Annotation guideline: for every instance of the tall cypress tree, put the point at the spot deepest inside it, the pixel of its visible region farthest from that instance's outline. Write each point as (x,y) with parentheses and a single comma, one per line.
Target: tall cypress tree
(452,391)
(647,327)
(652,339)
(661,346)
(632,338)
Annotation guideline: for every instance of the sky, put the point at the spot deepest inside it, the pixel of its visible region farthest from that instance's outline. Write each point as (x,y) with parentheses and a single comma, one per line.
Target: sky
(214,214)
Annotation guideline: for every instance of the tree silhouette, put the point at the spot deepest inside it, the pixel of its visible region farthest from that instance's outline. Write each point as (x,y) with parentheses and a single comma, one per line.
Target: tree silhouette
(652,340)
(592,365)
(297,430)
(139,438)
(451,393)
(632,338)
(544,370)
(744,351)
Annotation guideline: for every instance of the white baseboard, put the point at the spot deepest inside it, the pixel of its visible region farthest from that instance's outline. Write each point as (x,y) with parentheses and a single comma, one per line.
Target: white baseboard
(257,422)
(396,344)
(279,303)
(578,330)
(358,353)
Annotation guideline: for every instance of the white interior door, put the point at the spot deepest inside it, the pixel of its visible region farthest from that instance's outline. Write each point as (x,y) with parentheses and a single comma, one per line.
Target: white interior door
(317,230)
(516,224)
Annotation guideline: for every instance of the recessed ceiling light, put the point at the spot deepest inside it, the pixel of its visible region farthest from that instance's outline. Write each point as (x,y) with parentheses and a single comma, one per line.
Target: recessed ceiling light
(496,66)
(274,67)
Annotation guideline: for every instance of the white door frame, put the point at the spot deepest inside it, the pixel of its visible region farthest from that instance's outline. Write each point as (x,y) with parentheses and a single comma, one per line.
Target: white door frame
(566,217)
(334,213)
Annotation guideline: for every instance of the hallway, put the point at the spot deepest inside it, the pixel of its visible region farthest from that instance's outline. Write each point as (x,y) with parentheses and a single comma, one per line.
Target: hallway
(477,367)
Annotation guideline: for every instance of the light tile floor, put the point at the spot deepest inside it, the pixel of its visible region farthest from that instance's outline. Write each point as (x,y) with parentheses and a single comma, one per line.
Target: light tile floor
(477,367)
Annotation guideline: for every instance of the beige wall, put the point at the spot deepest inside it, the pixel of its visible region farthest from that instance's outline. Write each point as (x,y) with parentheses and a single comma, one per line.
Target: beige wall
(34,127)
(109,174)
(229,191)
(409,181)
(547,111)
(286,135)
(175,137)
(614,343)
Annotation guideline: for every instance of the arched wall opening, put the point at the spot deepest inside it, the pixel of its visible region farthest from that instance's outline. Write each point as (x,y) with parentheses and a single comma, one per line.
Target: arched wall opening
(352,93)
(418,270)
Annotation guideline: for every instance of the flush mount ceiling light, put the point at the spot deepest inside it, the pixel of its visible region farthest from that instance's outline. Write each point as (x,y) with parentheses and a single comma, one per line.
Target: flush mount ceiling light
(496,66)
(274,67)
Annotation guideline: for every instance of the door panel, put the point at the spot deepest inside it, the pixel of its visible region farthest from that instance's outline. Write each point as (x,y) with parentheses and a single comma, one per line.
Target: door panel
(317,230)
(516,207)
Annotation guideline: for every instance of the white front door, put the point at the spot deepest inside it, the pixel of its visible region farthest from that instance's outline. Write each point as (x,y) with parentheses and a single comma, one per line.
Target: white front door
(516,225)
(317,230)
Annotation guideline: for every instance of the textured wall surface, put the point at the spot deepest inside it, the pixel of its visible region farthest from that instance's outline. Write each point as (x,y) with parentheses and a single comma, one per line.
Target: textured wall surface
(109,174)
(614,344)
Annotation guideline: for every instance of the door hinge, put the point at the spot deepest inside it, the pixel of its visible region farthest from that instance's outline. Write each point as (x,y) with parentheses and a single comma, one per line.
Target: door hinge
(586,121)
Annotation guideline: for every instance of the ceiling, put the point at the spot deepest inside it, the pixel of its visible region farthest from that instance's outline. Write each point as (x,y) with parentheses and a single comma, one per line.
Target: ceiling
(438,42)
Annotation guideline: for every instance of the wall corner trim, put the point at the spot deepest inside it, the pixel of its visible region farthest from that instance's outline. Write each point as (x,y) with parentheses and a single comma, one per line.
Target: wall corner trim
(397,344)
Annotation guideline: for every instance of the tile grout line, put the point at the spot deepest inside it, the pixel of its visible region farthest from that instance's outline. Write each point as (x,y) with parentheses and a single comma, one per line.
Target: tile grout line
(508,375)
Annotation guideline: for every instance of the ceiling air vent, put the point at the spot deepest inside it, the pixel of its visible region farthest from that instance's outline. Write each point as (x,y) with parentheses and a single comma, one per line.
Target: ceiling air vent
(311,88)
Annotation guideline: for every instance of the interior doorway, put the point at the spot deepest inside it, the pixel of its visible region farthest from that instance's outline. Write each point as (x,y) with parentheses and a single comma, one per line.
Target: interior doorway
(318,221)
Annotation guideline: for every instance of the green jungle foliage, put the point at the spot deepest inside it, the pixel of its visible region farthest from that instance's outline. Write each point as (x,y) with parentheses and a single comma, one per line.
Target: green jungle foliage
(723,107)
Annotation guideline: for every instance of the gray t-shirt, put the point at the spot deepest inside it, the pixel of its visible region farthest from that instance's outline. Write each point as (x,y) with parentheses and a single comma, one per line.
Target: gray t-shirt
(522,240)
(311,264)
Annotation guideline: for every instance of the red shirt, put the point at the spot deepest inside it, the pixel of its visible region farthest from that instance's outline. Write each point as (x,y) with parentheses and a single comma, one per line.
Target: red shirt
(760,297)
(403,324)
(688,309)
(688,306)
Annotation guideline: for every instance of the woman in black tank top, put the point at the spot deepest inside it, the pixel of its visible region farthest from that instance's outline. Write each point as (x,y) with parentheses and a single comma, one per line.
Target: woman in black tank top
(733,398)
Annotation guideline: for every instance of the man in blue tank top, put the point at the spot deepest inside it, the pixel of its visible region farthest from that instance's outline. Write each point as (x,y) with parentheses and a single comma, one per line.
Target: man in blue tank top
--------------------------------------------------
▶ **Task**:
Among these entries, how many lines include the string "blue"? Reply with the number by itself.

▶ **Answer box**:
2